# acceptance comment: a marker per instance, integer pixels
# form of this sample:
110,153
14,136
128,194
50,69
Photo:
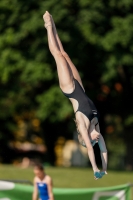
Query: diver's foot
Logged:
47,19
97,175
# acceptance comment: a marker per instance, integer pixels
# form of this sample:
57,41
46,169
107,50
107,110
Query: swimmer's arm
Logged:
103,150
35,191
50,192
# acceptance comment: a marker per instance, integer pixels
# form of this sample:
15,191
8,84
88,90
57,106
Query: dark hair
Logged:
39,166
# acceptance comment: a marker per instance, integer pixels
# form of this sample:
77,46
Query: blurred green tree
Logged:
98,37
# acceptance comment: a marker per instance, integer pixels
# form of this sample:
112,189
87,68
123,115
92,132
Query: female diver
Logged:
42,184
86,114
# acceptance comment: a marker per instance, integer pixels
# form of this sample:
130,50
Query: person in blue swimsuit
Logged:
42,184
86,114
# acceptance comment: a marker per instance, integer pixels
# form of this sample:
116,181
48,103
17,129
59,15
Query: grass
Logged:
68,177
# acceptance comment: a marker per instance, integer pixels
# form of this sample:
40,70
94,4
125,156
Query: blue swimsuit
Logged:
43,191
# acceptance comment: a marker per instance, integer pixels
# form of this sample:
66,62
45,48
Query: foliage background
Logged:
98,37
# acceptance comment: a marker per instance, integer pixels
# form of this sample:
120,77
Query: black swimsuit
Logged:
86,106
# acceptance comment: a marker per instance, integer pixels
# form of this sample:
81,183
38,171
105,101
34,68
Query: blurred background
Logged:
36,120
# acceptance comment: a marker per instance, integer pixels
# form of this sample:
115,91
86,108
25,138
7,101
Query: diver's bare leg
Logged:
73,68
64,71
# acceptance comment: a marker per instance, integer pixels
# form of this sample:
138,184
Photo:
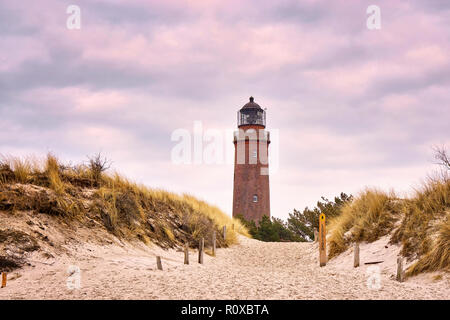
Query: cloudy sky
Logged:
353,107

__________________________________________________

Task requirements ::
Reproduce every line of the material above, requests included, shifting each logged coordinate in the answers by -147 and leaving the requests and their sample coordinates unchanged. Omit the pictures from your output.

Full output ::
# acceptance comment: a marker per instance, integer pixels
# form of this sample:
110,153
14,136
128,194
50,69
Photo:
Query: diver's foot
Logged:
-100,-128
-50,28
# acceptance comment: a marker per instance, integer pixels
# form of this sample:
57,41
46,169
107,50
107,110
Query: swimmer's arm
Logged:
-44,3
-112,44
-97,45
# acceptance comment: a marker per instance, integer pixels
# form of this sample:
15,191
8,84
88,90
57,106
Query: dark hair
Logged:
-108,19
# acceptance comment: a marker per instance, integer pixels
# form of this sample:
77,46
Query: blurred green tree
Logged:
-49,-110
# acceptance comment: a marker per instance, integer pixels
# form of this sample:
112,189
87,68
123,115
92,132
Query: female diver
Logged:
-105,37
-61,-33
# acceptance comment: a marker per instance, integer pixels
# form of this sample:
130,50
Query: person in blue swimsuit
Logged:
-105,37
-61,-33
# acceptance comment: a marker per instance, integer pixels
# form of this sample:
116,181
48,103
17,129
59,15
Query: grass
Logged:
-79,30
# acceptance comment: a marker per instance, integer pixels
# form of this sample:
40,70
94,4
125,156
Query: blue swimsuit
Logged:
-104,44
# acceptance comment: a marker per instance, integer pixels
# form of this sample:
66,62
45,48
Query: foliage background
Logged:
-49,-110
# acceptance comment: a marker per instance, integer pixels
# form of this sample:
120,77
Query: black swimsuit
Logged:
-61,-41
# acceptance comment: a marker per instance, integer pixels
# form of this sample:
81,183
38,171
105,101
34,68
Query: blurred background
Logged:
-111,-27
# acceptance comment: a marker per instance, integer pixels
# form of this sample:
115,91
86,108
25,138
7,101
Query: diver's bare leg
Logged:
-74,-79
-83,-76
# acceptance comment: a marker per instance, integer pixels
# form of this sample:
138,184
Photo:
Query: cloudy sky
Logged:
206,-40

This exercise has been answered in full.